▸ Problem statement: Could you copy all of the records below exactly as they appear?

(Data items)

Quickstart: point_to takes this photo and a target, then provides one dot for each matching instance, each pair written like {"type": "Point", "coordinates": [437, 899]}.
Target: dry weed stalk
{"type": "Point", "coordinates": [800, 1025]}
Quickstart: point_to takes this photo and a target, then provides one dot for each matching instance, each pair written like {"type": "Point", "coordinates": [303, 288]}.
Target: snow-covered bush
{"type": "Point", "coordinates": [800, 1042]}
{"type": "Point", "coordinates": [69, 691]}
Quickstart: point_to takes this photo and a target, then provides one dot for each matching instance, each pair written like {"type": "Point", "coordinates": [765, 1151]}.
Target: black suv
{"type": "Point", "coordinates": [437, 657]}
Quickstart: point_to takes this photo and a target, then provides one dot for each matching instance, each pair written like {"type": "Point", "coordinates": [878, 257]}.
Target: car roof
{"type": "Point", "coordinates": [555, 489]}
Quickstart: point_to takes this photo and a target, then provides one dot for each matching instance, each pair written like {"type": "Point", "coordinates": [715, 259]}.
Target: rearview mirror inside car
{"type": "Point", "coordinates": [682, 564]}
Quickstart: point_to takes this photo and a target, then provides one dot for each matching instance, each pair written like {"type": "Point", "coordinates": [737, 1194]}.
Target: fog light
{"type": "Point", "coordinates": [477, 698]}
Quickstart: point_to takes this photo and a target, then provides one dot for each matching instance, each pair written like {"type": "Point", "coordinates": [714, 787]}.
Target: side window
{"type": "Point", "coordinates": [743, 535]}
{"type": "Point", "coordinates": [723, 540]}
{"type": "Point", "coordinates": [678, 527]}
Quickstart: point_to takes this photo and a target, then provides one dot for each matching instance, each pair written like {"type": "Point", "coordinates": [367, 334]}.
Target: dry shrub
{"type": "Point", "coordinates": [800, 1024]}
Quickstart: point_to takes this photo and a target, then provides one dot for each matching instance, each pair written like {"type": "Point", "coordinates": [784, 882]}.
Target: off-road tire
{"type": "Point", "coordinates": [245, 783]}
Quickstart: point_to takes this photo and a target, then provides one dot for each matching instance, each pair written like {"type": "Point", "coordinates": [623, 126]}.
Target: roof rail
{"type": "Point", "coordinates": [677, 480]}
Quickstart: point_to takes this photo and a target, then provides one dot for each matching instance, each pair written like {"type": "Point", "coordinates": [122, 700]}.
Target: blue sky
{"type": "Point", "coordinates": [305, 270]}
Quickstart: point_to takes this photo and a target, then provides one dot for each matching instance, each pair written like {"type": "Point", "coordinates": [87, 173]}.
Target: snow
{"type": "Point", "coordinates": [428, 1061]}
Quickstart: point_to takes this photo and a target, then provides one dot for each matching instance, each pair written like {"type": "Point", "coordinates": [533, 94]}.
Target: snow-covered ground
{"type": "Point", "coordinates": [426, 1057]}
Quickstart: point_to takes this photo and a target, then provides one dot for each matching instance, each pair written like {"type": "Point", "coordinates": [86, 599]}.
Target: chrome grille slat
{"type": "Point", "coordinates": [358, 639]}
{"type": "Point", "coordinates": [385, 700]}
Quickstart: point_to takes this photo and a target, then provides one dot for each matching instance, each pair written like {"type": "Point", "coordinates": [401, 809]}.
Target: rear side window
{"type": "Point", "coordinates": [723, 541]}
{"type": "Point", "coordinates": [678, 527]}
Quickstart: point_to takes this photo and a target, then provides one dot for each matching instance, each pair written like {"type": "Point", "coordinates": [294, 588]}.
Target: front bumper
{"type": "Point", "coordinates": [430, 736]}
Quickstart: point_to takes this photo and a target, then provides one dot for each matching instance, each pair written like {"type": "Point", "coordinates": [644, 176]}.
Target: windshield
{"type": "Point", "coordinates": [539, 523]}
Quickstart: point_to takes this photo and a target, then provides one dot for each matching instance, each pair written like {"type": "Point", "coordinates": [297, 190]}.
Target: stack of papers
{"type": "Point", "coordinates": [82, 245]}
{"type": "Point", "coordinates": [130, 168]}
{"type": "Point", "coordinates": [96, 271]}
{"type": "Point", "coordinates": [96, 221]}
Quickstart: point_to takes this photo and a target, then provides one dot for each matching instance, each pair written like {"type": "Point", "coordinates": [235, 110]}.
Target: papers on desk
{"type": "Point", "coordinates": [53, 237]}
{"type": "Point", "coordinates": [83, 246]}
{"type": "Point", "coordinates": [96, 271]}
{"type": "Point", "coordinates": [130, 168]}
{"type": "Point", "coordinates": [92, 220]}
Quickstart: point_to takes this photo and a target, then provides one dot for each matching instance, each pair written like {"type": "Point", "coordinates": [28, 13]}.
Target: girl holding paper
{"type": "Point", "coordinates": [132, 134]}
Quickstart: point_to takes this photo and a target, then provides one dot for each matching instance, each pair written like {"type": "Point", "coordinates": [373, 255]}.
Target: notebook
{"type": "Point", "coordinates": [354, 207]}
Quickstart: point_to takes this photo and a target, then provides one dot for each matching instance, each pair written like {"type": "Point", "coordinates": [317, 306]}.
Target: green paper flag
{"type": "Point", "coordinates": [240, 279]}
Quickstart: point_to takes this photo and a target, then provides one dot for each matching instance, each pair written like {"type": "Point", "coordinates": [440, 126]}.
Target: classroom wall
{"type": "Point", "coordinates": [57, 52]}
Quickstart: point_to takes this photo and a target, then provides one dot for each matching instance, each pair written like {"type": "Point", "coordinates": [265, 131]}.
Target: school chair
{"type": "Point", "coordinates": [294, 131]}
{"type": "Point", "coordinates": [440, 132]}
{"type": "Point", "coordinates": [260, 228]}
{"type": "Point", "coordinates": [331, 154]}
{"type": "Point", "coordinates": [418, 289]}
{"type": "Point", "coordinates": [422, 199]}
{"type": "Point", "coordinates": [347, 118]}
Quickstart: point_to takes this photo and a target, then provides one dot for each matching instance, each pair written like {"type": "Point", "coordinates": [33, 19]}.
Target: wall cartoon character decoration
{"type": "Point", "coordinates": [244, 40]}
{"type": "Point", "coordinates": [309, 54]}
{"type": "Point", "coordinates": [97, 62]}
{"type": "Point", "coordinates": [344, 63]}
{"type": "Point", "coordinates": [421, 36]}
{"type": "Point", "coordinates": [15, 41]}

▸ Task solution:
Quickstart: point_to takes this photo and a target, then provides one dot for each matching instance, each pair written like {"type": "Point", "coordinates": [437, 899]}.
Target: dry weed stalk
{"type": "Point", "coordinates": [800, 1025]}
Quickstart: point_to takes this photo and a target, then provides one dot for each matching instance, each pair written like {"type": "Point", "coordinates": [303, 288]}.
Target: snow-covered bush
{"type": "Point", "coordinates": [800, 1042]}
{"type": "Point", "coordinates": [69, 691]}
Quickstart: point_to takes this photo and a target, then provides one dot for each matching instance, each pair written like {"type": "Point", "coordinates": [765, 1151]}.
Target: black suv
{"type": "Point", "coordinates": [437, 657]}
Quickstart: point_to takes this photo and a target, then provides one dot for each matching instance, each pair written like {"type": "Point", "coordinates": [878, 257]}.
Target: car roof
{"type": "Point", "coordinates": [555, 489]}
Quickstart: point_to takes this photo and a target, then provides one dot for each matching instance, each pair written like {"type": "Point", "coordinates": [715, 259]}.
Target: rearview mirror inside car
{"type": "Point", "coordinates": [682, 564]}
Quickstart: point_to takes this photo and a target, then provides one dot for each matching instance, each pair written like {"type": "Point", "coordinates": [737, 1194]}.
Target: fog light
{"type": "Point", "coordinates": [477, 698]}
Quickstart: point_to takes this photo and a target, then provides one dot for each matching instance, each pair written like {"type": "Point", "coordinates": [714, 787]}.
Target: side window
{"type": "Point", "coordinates": [743, 535]}
{"type": "Point", "coordinates": [723, 540]}
{"type": "Point", "coordinates": [678, 527]}
Quickstart: point_to takes this photo and a target, then provides one dot for each matching instance, each pair written like {"type": "Point", "coordinates": [367, 334]}.
Target: dry shrub
{"type": "Point", "coordinates": [800, 1024]}
Quickstart: point_to takes this photo and a target, then provides one dot for each matching instance, each pair written like {"type": "Point", "coordinates": [784, 882]}.
Target: off-road tire
{"type": "Point", "coordinates": [245, 783]}
Quickstart: point_to takes this photo and a target, then provides one dot for each matching instance, each pair written like {"type": "Point", "coordinates": [623, 126]}.
Target: roof rail
{"type": "Point", "coordinates": [677, 480]}
Quickstart: point_to takes this photo and a target, then provides one dot for each matching instance, each pair written like {"type": "Point", "coordinates": [122, 700]}.
Target: blue sky
{"type": "Point", "coordinates": [305, 270]}
Quickstart: point_to takes this photo and a target, then provides one dot for each matching instance, each pair written like {"type": "Point", "coordinates": [87, 173]}.
Target: snow
{"type": "Point", "coordinates": [428, 1061]}
Quickstart: point_to takes this photo and a target, then provides one dot for each matching instance, each pair written like {"type": "Point", "coordinates": [533, 94]}.
Target: snow-covered ground
{"type": "Point", "coordinates": [426, 1057]}
Quickstart: point_to takes this photo and a target, then provides one dot for each matching instance, each pair written like {"type": "Point", "coordinates": [86, 599]}.
Target: chrome grille slat
{"type": "Point", "coordinates": [358, 639]}
{"type": "Point", "coordinates": [385, 700]}
Quickstart: point_to takes this photo and a target, then provides one dot for each matching instance, each pair written like {"type": "Point", "coordinates": [401, 809]}.
Target: rear side window
{"type": "Point", "coordinates": [723, 541]}
{"type": "Point", "coordinates": [678, 527]}
Quickstart: point_to takes this photo and a target, then provides one dot for each matching instance, each pair written like {"type": "Point", "coordinates": [294, 588]}.
Target: front bumper
{"type": "Point", "coordinates": [430, 736]}
Quickstart: point_to takes this photo and a target, then provides one dot for each matching instance, each pair written like {"type": "Point", "coordinates": [644, 176]}.
Target: windshield
{"type": "Point", "coordinates": [539, 523]}
Quickstart: point_to takes this photo and a target, then provides one dot for each matching instance, each pair written like {"type": "Point", "coordinates": [297, 190]}.
Target: stack of papers
{"type": "Point", "coordinates": [82, 245]}
{"type": "Point", "coordinates": [130, 168]}
{"type": "Point", "coordinates": [96, 271]}
{"type": "Point", "coordinates": [96, 221]}
Quickstart: point_to takes this photo and a target, then provides one dot for each matching instance, each pair written like {"type": "Point", "coordinates": [235, 110]}.
Target: papers on desk
{"type": "Point", "coordinates": [53, 237]}
{"type": "Point", "coordinates": [83, 246]}
{"type": "Point", "coordinates": [96, 271]}
{"type": "Point", "coordinates": [130, 168]}
{"type": "Point", "coordinates": [92, 220]}
Quickstart: point_to takes this photo and a target, then provides one dot for each matching instance, each pair written like {"type": "Point", "coordinates": [28, 13]}.
Target: girl holding paper
{"type": "Point", "coordinates": [132, 134]}
Quickstart: point_to takes this photo and a target, then provides one dot for each matching instance, each pair written like {"type": "Point", "coordinates": [373, 255]}.
Target: notebook
{"type": "Point", "coordinates": [354, 207]}
Quickstart: point_to takes this photo and a target, then provides one dot for each matching instance, each pair written like {"type": "Point", "coordinates": [317, 306]}.
Target: green paper flag
{"type": "Point", "coordinates": [240, 279]}
Quickstart: point_to takes this photo and a target, then provides one dot for each matching instance, each pair written like {"type": "Point", "coordinates": [440, 126]}.
Target: classroom wall
{"type": "Point", "coordinates": [57, 52]}
Quickstart: point_to takes this photo and a target, then provides one dot for each matching instance, each pair written like {"type": "Point", "coordinates": [265, 131]}.
Target: school chair
{"type": "Point", "coordinates": [294, 131]}
{"type": "Point", "coordinates": [440, 132]}
{"type": "Point", "coordinates": [260, 228]}
{"type": "Point", "coordinates": [331, 154]}
{"type": "Point", "coordinates": [418, 289]}
{"type": "Point", "coordinates": [422, 199]}
{"type": "Point", "coordinates": [347, 118]}
Quickstart: point_to takes this photo and a target, then provides one dot for each matching instance, each pair written like {"type": "Point", "coordinates": [33, 19]}.
Target: wall cartoon character decoration
{"type": "Point", "coordinates": [244, 40]}
{"type": "Point", "coordinates": [309, 54]}
{"type": "Point", "coordinates": [97, 62]}
{"type": "Point", "coordinates": [344, 63]}
{"type": "Point", "coordinates": [421, 36]}
{"type": "Point", "coordinates": [15, 41]}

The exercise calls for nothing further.